PROBLEM DESCRIPTION ->
Reproduce exactly, and nothing but, the lines between the one with "y=33, one point per instance." and the end of the entries, both ends included.
___ GIVEN RECORDS
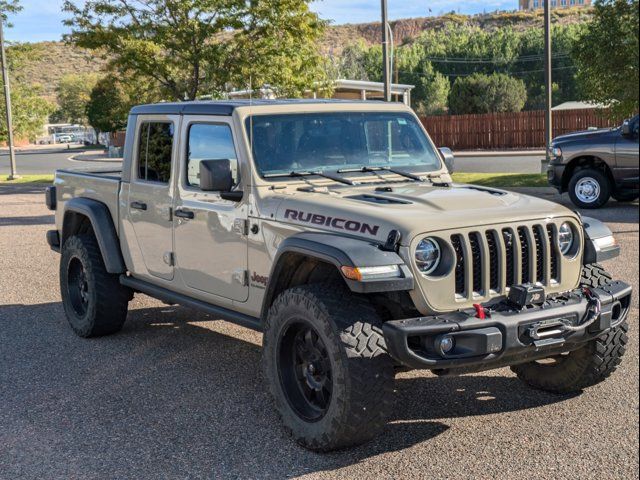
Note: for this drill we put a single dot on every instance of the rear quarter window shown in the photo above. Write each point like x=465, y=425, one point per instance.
x=155, y=149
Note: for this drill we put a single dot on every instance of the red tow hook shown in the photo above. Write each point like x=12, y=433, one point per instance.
x=480, y=311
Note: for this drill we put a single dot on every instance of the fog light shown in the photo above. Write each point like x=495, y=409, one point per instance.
x=445, y=344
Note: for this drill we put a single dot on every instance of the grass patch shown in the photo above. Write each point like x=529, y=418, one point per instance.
x=502, y=180
x=26, y=179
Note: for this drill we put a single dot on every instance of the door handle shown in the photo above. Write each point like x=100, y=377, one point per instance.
x=138, y=205
x=188, y=214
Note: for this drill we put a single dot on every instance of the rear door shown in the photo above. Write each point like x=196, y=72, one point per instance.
x=151, y=193
x=211, y=246
x=628, y=152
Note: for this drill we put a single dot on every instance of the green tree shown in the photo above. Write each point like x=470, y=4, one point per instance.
x=479, y=93
x=278, y=46
x=111, y=100
x=189, y=48
x=73, y=93
x=607, y=56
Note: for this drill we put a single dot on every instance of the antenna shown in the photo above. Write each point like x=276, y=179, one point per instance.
x=251, y=113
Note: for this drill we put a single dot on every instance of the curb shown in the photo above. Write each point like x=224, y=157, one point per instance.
x=502, y=153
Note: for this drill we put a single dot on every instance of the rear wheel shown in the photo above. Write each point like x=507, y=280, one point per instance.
x=584, y=367
x=93, y=299
x=327, y=367
x=589, y=188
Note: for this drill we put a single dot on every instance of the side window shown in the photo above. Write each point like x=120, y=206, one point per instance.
x=209, y=141
x=155, y=147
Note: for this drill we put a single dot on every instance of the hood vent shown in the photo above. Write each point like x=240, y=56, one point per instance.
x=379, y=200
x=496, y=193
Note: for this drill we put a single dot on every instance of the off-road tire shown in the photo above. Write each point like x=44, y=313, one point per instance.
x=362, y=371
x=599, y=177
x=624, y=197
x=105, y=309
x=587, y=366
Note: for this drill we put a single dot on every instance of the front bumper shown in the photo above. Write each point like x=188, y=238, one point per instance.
x=555, y=174
x=508, y=335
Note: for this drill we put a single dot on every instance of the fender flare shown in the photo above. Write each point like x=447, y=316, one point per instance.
x=593, y=252
x=340, y=251
x=103, y=228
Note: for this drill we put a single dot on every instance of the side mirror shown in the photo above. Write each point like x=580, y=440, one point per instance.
x=449, y=158
x=216, y=176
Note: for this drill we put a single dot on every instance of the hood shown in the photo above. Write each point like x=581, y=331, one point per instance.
x=582, y=135
x=372, y=212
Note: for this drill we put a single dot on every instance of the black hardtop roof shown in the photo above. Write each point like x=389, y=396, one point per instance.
x=221, y=107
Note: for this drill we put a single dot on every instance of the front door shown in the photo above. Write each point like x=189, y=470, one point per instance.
x=211, y=246
x=150, y=193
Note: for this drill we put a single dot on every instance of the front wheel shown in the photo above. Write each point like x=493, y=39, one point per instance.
x=589, y=188
x=587, y=366
x=327, y=367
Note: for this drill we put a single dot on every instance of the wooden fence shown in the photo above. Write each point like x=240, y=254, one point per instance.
x=497, y=131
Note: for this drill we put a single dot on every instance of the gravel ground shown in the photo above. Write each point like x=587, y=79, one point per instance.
x=177, y=395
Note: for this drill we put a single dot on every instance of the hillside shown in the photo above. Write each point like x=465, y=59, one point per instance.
x=408, y=29
x=57, y=59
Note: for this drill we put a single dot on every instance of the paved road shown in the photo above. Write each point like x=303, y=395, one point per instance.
x=498, y=164
x=44, y=161
x=178, y=395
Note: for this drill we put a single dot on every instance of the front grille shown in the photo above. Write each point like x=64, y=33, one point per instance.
x=476, y=255
x=554, y=253
x=526, y=254
x=456, y=241
x=494, y=270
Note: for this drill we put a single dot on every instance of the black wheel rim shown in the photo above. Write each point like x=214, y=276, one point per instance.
x=78, y=287
x=305, y=370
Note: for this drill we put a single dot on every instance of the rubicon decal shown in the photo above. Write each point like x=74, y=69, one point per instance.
x=333, y=222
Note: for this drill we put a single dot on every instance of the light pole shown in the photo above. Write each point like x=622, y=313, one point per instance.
x=385, y=52
x=7, y=101
x=548, y=80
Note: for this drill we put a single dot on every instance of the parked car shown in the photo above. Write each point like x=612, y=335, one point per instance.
x=595, y=165
x=335, y=229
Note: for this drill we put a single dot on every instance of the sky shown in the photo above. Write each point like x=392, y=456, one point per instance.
x=42, y=19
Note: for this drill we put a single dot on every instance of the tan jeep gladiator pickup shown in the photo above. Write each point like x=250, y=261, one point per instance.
x=335, y=229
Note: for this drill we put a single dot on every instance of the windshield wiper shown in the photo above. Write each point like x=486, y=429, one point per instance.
x=335, y=178
x=366, y=169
______
SOLUTION FOR THIS EXERCISE ->
Note: for this drill we put a single dot on every instance of the front grille shown in the photo above. Write each point like x=64, y=33, one point per instance.
x=476, y=255
x=554, y=253
x=526, y=254
x=456, y=241
x=494, y=270
Note: for this drill we put a single dot on every instance of the black wheel rim shown in the photo above. Write each point like x=214, y=276, one point per instance.
x=78, y=287
x=305, y=370
Note: for this drill we put a single dot on every instance of the rubicon decal shown in the photo above. Write each point like x=74, y=69, one point per instance.
x=333, y=222
Note: for this drill we put a single dot on every instance of the light pole shown in the photo above. Write each point like x=622, y=313, one point per instance.
x=385, y=52
x=7, y=101
x=548, y=80
Note: for this drill we put a single dot on every instance of the parked car shown in the photo above. Write each point like x=612, y=335, one point per instance.
x=595, y=165
x=335, y=229
Note: for this drill we put a single dot on every instance of the sky shown in the photo above. Write each point like x=392, y=456, one point per instance.
x=42, y=19
Note: for this drill we put a single dot on every instance of the tan jeep gladiator pickup shown in the photo above. Write each point like x=250, y=261, one point per instance.
x=335, y=229
Note: for this drill we put a single dot on every instance of the windshield wiper shown in the photo above. Write each point like x=486, y=429, one point per instance.
x=335, y=178
x=366, y=169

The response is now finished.